WRITTEN TASK -> Can you repeat the material below line for line, with no changes, from start to finish?

PROVIDED INFORMATION ->
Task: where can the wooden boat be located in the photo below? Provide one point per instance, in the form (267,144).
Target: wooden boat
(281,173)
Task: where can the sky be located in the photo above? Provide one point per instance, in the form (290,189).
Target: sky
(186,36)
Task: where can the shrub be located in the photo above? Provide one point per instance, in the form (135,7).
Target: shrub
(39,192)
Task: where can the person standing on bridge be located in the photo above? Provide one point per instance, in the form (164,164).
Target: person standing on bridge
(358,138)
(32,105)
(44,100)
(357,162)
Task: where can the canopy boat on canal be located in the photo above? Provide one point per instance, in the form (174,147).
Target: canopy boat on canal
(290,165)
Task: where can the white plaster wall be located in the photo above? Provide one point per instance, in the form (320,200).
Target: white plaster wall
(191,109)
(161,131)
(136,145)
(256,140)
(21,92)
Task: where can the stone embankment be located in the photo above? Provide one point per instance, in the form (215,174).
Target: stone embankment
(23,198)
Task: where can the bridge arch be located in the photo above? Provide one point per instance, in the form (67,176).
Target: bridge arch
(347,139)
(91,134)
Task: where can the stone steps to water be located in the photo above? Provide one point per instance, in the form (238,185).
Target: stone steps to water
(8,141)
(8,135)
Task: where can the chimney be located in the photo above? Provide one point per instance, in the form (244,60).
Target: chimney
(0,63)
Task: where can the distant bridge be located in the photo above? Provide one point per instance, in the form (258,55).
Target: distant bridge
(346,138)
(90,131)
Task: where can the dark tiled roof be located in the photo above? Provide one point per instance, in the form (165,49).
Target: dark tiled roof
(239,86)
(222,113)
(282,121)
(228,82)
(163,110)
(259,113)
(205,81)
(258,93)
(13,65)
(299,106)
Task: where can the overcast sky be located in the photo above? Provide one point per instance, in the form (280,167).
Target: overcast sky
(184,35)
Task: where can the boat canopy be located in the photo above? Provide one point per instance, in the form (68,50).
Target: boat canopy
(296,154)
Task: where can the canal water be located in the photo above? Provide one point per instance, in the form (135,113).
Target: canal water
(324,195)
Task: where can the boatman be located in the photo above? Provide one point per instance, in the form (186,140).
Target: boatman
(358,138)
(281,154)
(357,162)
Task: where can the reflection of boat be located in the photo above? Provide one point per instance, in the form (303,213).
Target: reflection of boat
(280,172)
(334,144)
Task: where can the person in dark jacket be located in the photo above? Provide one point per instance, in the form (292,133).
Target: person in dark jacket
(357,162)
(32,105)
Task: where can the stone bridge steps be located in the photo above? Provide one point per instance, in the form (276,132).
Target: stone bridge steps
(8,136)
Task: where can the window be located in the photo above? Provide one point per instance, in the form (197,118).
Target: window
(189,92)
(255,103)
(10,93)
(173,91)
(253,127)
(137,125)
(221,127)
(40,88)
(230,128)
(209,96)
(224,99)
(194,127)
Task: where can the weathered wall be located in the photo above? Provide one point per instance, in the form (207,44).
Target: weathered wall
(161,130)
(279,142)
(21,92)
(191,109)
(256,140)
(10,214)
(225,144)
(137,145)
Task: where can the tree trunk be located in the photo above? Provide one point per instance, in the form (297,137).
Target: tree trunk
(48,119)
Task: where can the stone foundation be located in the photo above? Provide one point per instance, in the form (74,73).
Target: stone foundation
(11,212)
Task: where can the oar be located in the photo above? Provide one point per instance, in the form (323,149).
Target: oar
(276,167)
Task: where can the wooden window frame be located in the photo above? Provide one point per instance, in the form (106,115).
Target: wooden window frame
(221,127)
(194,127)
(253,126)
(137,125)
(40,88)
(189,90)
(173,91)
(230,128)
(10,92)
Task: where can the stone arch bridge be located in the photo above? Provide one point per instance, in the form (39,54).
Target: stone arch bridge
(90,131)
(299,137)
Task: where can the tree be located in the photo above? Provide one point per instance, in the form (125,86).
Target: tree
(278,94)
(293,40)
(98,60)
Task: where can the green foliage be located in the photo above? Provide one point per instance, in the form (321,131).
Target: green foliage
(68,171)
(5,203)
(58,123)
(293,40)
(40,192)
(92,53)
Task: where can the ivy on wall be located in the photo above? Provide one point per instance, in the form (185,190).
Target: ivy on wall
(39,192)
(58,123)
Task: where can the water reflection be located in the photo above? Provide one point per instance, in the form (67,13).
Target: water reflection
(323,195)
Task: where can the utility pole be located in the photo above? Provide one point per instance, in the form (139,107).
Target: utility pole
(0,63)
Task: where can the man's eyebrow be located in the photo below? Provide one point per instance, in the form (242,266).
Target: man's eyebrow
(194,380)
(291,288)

ANSWER TO THE EXERCISE ->
Task: where can the wooden boat be located in the photo below? Provide one point per instance, in the form (267,144).
Target: wooden boat
(281,173)
Task: where can the sky be located in the photo above? Provide one point per instance, in the form (290,189).
Target: sky
(186,36)
Task: where can the shrub be located in the photo above? Provide one point per instance, in the form (135,7).
Target: shrub
(39,192)
Task: where can the person standing on bridge be located in the photo above? Provide one point per instance, in the form (164,164).
Target: person standing on bridge
(358,138)
(32,105)
(44,100)
(357,162)
Task: where can the canopy boat on canal be located in the photo above? Provide one point per instance, in the form (174,147).
Target: canopy boat on canal
(290,165)
Task: where can the white plaster wall be located in the photo above? Provide one point per instance, in the form (320,200).
Target: white plaster wall
(191,109)
(161,131)
(136,145)
(256,140)
(21,92)
Task: where can the stone embankment be located in the photo above? Provide one point per instance, in the form (215,174).
Target: stone embankment
(23,198)
Task: where can the bridge arch be located in the photo above? Provide one point per instance, in the form (67,176).
Target: bridge arch
(347,139)
(91,134)
Task: where can the stone steps to water be located in the photo above? Provide one point per instance, in the form (238,185).
Target: stone steps to water
(8,141)
(8,135)
Task: where can the chimney be located in the photo above? Provide one point per instance, in the form (244,60).
Target: chimney
(0,63)
Task: where can the distant bridge be located in the photo above? Provide one point per instance, in the form (258,55).
Target: distant bridge
(346,138)
(90,131)
Task: where can the dark tiled roof be located in the photo above? Provide one point per instance, in the form (165,49).
Target: dark tiled roof
(239,86)
(222,113)
(282,121)
(228,82)
(163,110)
(259,113)
(205,81)
(258,93)
(13,65)
(299,106)
Task: where can the overcast sky be located in the photo above? Provide one point per instance, in the form (280,167).
Target: overcast sky
(184,35)
Task: where can the boat canopy be located in the photo above? Provide one point per instance, in the form (68,50).
Target: boat canopy
(296,154)
Task: where can the canal water be located in the photo above? Provide one point per instance, in the form (135,113).
Target: canal water
(324,195)
Task: where can the boatman be located in the photo above? Provide one point per instance, in the form (186,140).
Target: boatman
(358,138)
(281,154)
(357,162)
Task: where can the reflection of boat be located in the photo above? Provide one point per instance, in the form (303,213).
Target: reflection of boat
(280,172)
(334,144)
Task: where can the person in dark jacket be located in the photo above? Provide one point per instance, in the form (292,133).
Target: person in dark jacket
(357,162)
(32,105)
Task: where can the stone bridge steps be located in the photo above? Provide one point per instance, in the form (276,132).
Target: stone bridge steps
(8,136)
Task: where can the window be located in the photo above? Provide one point per instance, in the form (197,118).
Target: window
(189,92)
(255,103)
(10,93)
(173,91)
(253,127)
(137,125)
(221,127)
(40,88)
(230,128)
(209,96)
(224,99)
(194,127)
Task: where can the weathered wall be located in the photo above? Provide one point per instance, in the form (207,44).
Target: weathered wall
(161,130)
(279,142)
(21,92)
(191,109)
(256,140)
(10,214)
(225,144)
(137,145)
Task: where can the tree trunk be located in the photo above? Provide one point per instance, in the form (297,137).
Target: tree trunk
(48,119)
Task: where can the stone foundation be located in the photo above? Provide one point per instance, in the form (74,73).
Target: stone foundation
(11,212)
Task: where can the oar be located in the photo above? Provide one point per instance, in the form (323,149).
Target: oar
(276,167)
Task: where can the wooden window frame be located in the photo above? Provide one point per instance, in the form (106,115).
Target: wooden window frame
(221,127)
(194,127)
(253,126)
(137,125)
(40,88)
(189,90)
(173,91)
(230,128)
(10,92)
Task: where can the stone arch bridge be located in the photo above? Provide one point per instance, in the form (39,54).
Target: stone arch bridge
(90,131)
(299,137)
Task: where can the tree be located in the photo above? Provide one point per instance, in the form (125,86).
Target: tree
(278,94)
(293,40)
(98,60)
Task: where can the green foliage be located in the photo above? Provide one point per instance, in the form (321,131).
Target: green foliage
(68,171)
(5,203)
(58,123)
(293,40)
(40,192)
(92,53)
Task: where can the ivy on wall be located in the photo above? Provide one point per instance, in the form (185,190).
Target: ivy on wall
(39,192)
(58,123)
Task: where can the water reflection be located in the photo above? Provide one point per instance, in the form (67,13).
Target: water reflection
(323,195)
Task: where can the utility pole be located in the photo above? Provide one point per instance, in the form (139,107).
Target: utility pole
(0,63)
Task: where can the man's eyebrow be located in the photo below? Provide one point per instance, in the form (242,266).
Target: man's eyebrow
(194,380)
(291,288)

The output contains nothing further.